__READING TEXT__:
— BEGIN —

Owen Flanagan and Alex Rosenberg

Owen Flanagan (left) and Alex Rosenberg (right) on the significance of naturalism.

Naturalists believe that the world is scientifically intelligible (at least in principle). Thus, naturalists doubt the reality of anything that cannot fit into a scientific worldview. How discomforting are naturalists’ doubts? Can naturalists coherently regard life as meaningful? Rosenberg is happily pessimistic about the answers to such questions. In this conversation, Rosenberg defends his pessimism, and Flanagan resists it. They discuss whether Darwin banished purpose (17:27), why naturalists get up in the morning (34:30), and morality and politics from a naturalist perspective (49:45), among other topics.

Related works

by Flanagan:
The Bodhisattva’s Brain: Buddhism Naturalized (2011)
The Really Hard Problem: Meaning in a Material World (2009)

by Rosenberg:
The Atheist’s Guide to Reality: Enjoying Life without Illusions (2011)
with Tamler Sommers: “Darwin’s Nihilistic Idea: Evolution and the Meaninglessness of Life” (2003)



Filed under Epistemology, Metaphysics, Value Theory

10 Responses to Owen Flanagan and Alex Rosenberg

  1. Jawad

    Lets grant for an argument sake that theory of naturalism is the best way (at the present)to make sense of and understand the nature/function of the universe. I myself do hold naturalist outlook, as i go about experiencing the world. However, the following question arises, – a (meta)metaphysical question- what is the nature of naturalism? For instance, Bob who is a neuroscientist has just uncovered the part of the brain that is responsible of incorporating the principles of rationality in the human-experience -in other words, making our experience coherent. being that one is a naturalist, i would assume that this would satisfy -indeed- the naturalist criterion of ‘truth’ about the physical nature of human experience (i.e., the coherence of our experience- looking at a table and seeing the table as such ). In spite of, what naturalism allows one to accomplish – the ‘truth’ about the things, etc in the physical world; given the nature of naturalism (nature of contemplation), we make use of non-natural method(s) to grasp the ‘truth’ (the universe, etc). This is the point i am making, even though naturalism allows one to discover the truth about the nature of the reality (bosons, etc)- although still incomplete (and will remain so due to the nature of the method and limits of human technology), one still needs non-natural methods (whatever that may be) in order to reflect on the nature of naturalism.

— END —

__WHAT YOU WILL DO__:
a. Reproduce part of the naturalism page word for word, beginning at the words "Naturalists believe that" and stopping after "Buddhism Naturalized (2011)".
b. Please carry the naturalism page forward from its last sentence.

__AVAILABLE DATA__:
— BEGIN —

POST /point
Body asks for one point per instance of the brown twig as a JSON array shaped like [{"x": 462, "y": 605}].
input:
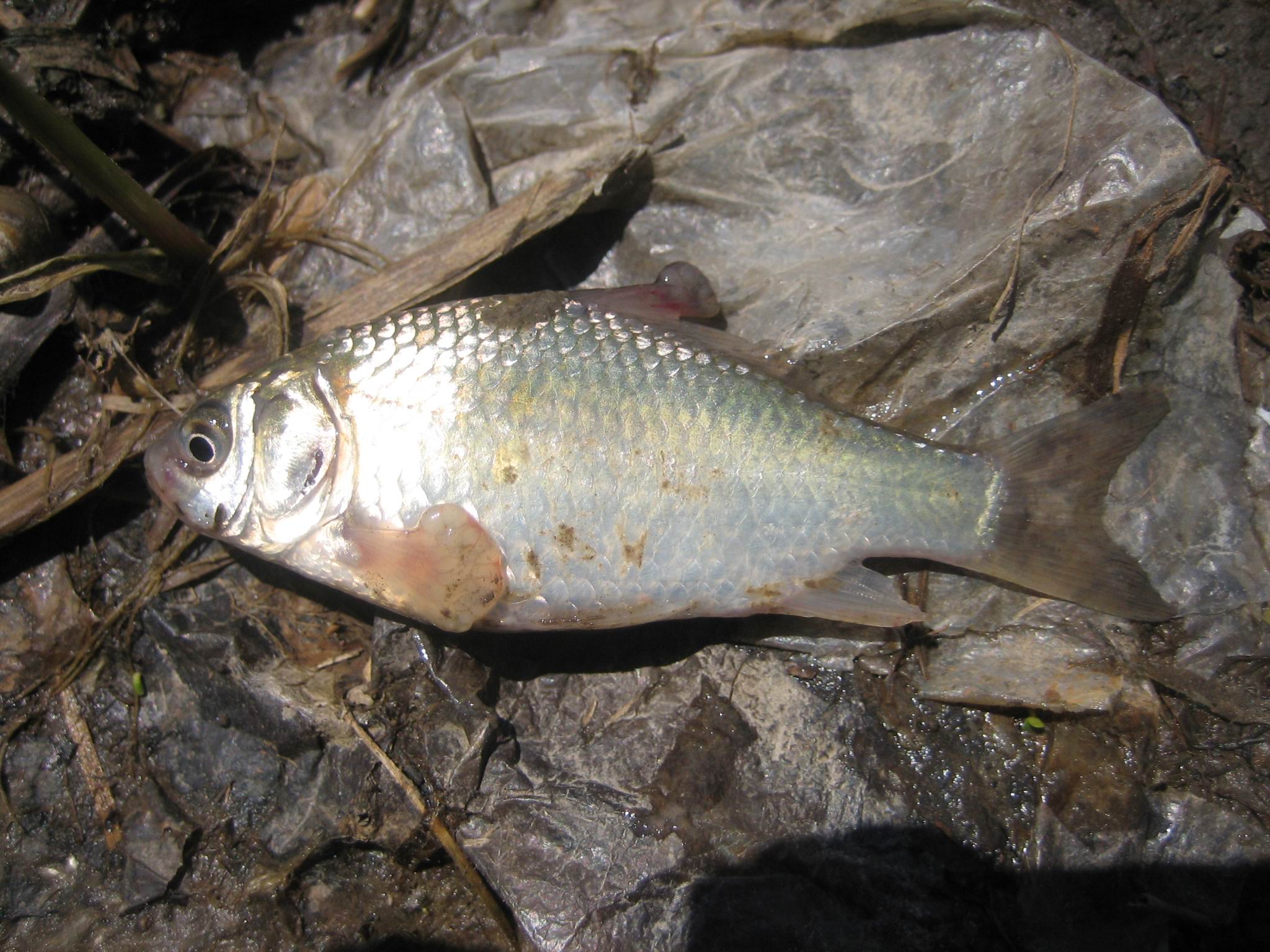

— END —

__ANSWERS PER TASK__:
a.
Naturalists believe that the world is scientifically intelligible (at least in principle). Thus, naturalists doubt the reality of anything that cannot fit into a scientific worldview. How discomforting are naturalists’ doubts? Can naturalists coherently regard life as meaningful? Rosenberg is happily pessimistic about the answers to such questions. In this conversation, Rosenberg defends his pessimism, and Flanagan resists it. They discuss whether Darwin banished purpose (17:27), why naturalists get up in the morning (34:30), and morality and politics from a naturalist perspective (49:45), among other topics.

Related works

by Flanagan:
The Bodhisattva’s Brain: Buddhism Naturalized (2011)

b.
    Here is the question that still remains (i think for me) unanswered: given the fact that one comes to know that such and such neurons in the brain are responsible for – say allowing one to do mathematics- would one be satisfied by -just the naturalist answer? Wouldn’t one want to reflect on the results of mathematical activities and examine what they tell us about what mathematics is and its relationship with the universe? (of-course, the philosophers of mathematics, and mathematicians are engaged in this sort of activity, but i am making a different point) Would naturalism suffice to answer these question, or would we need another method to answer these questions?

    Maybe naturalism could answer the above questions (for i am not in position to answer this question)…

  2. I’ve read Rosenberg’s piece in the NYTs and seen this episode but I am still not clear on what kind of naturalism he is advancing.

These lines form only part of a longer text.